[Begin TEXT SEGMENT]
- Festival showcase poster
- Directed by: Granaz Moussavi
- Screenplay by: Granaz Moussavi
- Produced by: Baheer Wardak Granaz Moussavi Christine Williams Marzieh Vafamehr
- Cinematography: Behrouz Badrouj
- Edited by: Shima Monfared; Ali Akhavan; Elias Azizi; Ali Azizi; Nima Nabiliradd;
- Music by: Hossein Alizadeh
- Production company: Bonsai Films
- Release date: October 16, 2020 (AFF);
- Running time: 80 minutes
- Countries: Afghanistan Australia
- Languages: Pashto Persian

= When Pomegranates Howl =

2021 Afghan-Australian film by Granaz Moussavi

When Pomegranates Howl is a 2020 Afghan-Australian drama film written and directed by Iranian-born Australian filmmaker Granaz Moussavi. The film was partly funded through Adelaide Film Festival, which became its premiere place. It was selected as the Australian entry for the Best International Feature Film at the 94th Academy Awards.
[End TEXT SEGMENT]
[Begin DATA FOR THE TASK]
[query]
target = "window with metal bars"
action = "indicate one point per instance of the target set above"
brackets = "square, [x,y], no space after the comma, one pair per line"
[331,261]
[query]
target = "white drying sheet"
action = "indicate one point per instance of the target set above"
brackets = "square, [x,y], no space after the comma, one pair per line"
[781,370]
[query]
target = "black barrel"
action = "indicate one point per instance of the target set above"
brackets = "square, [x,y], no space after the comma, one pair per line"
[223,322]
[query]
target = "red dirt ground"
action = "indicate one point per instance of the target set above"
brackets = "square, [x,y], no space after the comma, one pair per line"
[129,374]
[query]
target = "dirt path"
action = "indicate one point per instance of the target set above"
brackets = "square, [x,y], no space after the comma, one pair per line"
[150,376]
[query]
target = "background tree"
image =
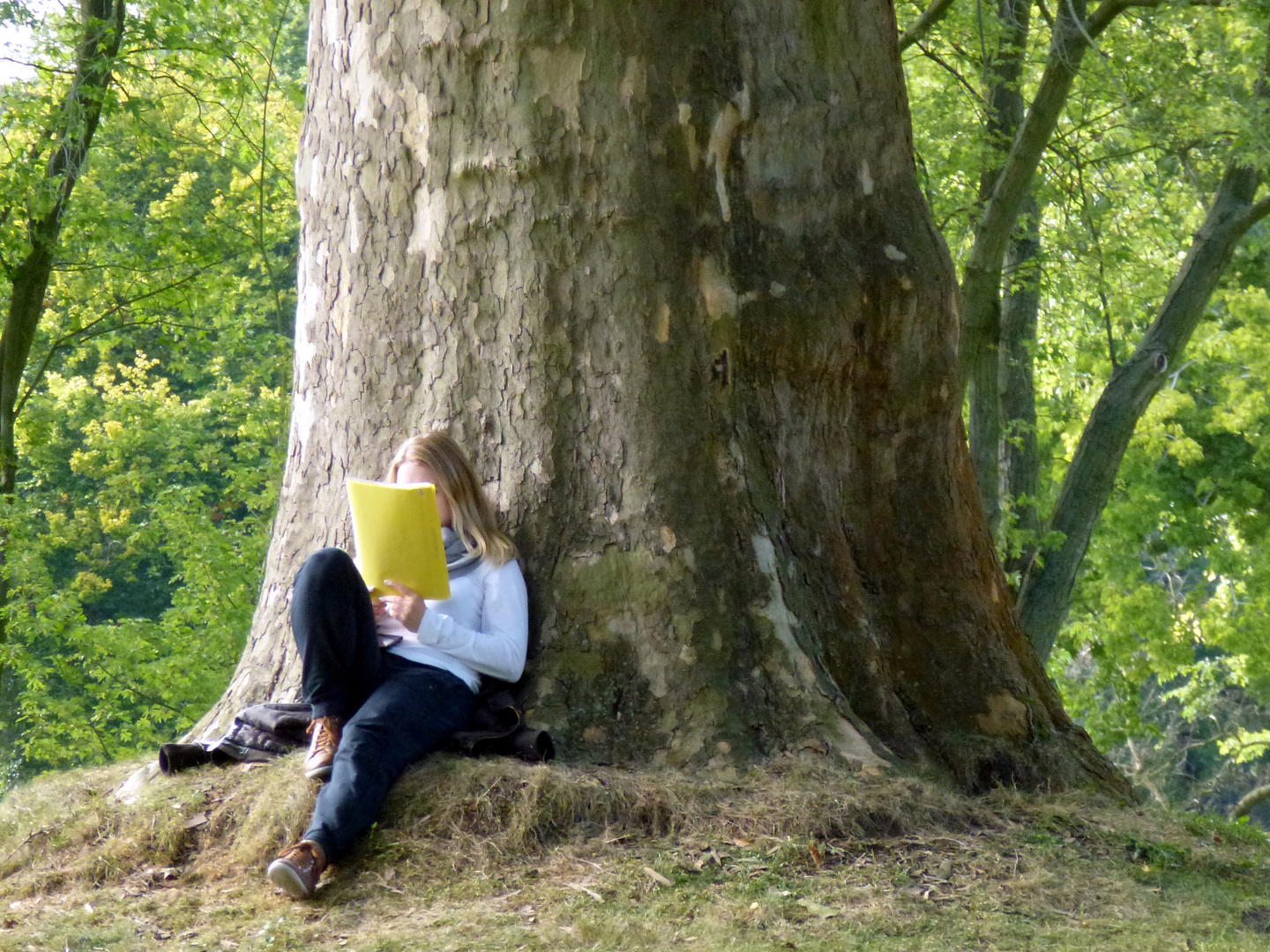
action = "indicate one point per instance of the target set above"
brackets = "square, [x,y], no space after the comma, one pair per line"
[669,271]
[1163,651]
[147,480]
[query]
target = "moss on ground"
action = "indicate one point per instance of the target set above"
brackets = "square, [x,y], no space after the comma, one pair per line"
[497,856]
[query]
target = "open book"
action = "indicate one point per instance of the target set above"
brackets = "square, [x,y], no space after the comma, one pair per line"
[397,531]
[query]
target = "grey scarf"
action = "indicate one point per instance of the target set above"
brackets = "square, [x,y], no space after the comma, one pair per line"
[460,560]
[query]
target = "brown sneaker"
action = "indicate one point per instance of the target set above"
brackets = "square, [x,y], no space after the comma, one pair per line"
[322,749]
[297,868]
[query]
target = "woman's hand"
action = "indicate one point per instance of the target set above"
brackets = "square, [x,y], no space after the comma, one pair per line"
[407,606]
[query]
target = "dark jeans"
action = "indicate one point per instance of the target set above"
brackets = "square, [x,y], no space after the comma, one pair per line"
[397,711]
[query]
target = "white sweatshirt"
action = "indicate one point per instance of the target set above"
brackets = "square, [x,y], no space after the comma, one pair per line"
[482,628]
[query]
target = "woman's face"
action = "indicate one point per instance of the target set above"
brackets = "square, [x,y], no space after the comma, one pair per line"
[410,471]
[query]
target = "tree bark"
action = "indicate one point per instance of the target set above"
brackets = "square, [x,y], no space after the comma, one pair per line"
[1020,460]
[666,270]
[981,353]
[1047,589]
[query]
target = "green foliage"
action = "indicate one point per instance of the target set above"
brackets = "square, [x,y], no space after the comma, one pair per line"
[153,412]
[1166,651]
[135,556]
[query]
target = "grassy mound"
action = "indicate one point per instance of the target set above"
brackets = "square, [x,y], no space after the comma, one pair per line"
[494,854]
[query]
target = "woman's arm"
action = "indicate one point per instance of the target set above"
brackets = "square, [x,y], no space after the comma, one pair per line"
[498,649]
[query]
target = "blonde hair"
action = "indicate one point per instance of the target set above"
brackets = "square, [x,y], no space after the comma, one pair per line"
[473,514]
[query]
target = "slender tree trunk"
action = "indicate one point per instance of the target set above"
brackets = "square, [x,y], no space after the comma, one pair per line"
[666,270]
[1020,460]
[981,282]
[1047,589]
[981,352]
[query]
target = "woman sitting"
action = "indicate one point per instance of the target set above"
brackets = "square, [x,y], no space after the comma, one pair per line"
[377,710]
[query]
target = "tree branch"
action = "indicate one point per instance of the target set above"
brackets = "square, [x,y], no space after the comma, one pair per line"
[1250,801]
[930,17]
[1090,479]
[End DATA FOR THE TASK]
◆ **EXERCISE SET**
1 – Render this sentence from the film text into Spanish: "It was selected as the Australian entry for the Best International Feature Film at the 94th Academy Awards."
2 – Tally the lines of the records that contain the string "dirt", treating uppercase and lowercase as different, and reply with the number alone.
The text and the records were drawn from separate sources.

◆ **TASK-BY-TASK OUTPUTS**
1 – Fue seleccionada como la candidatura australiana a Mejor Película Internacional en la 94.ª edición de los Premios de la Academia.

2 – 2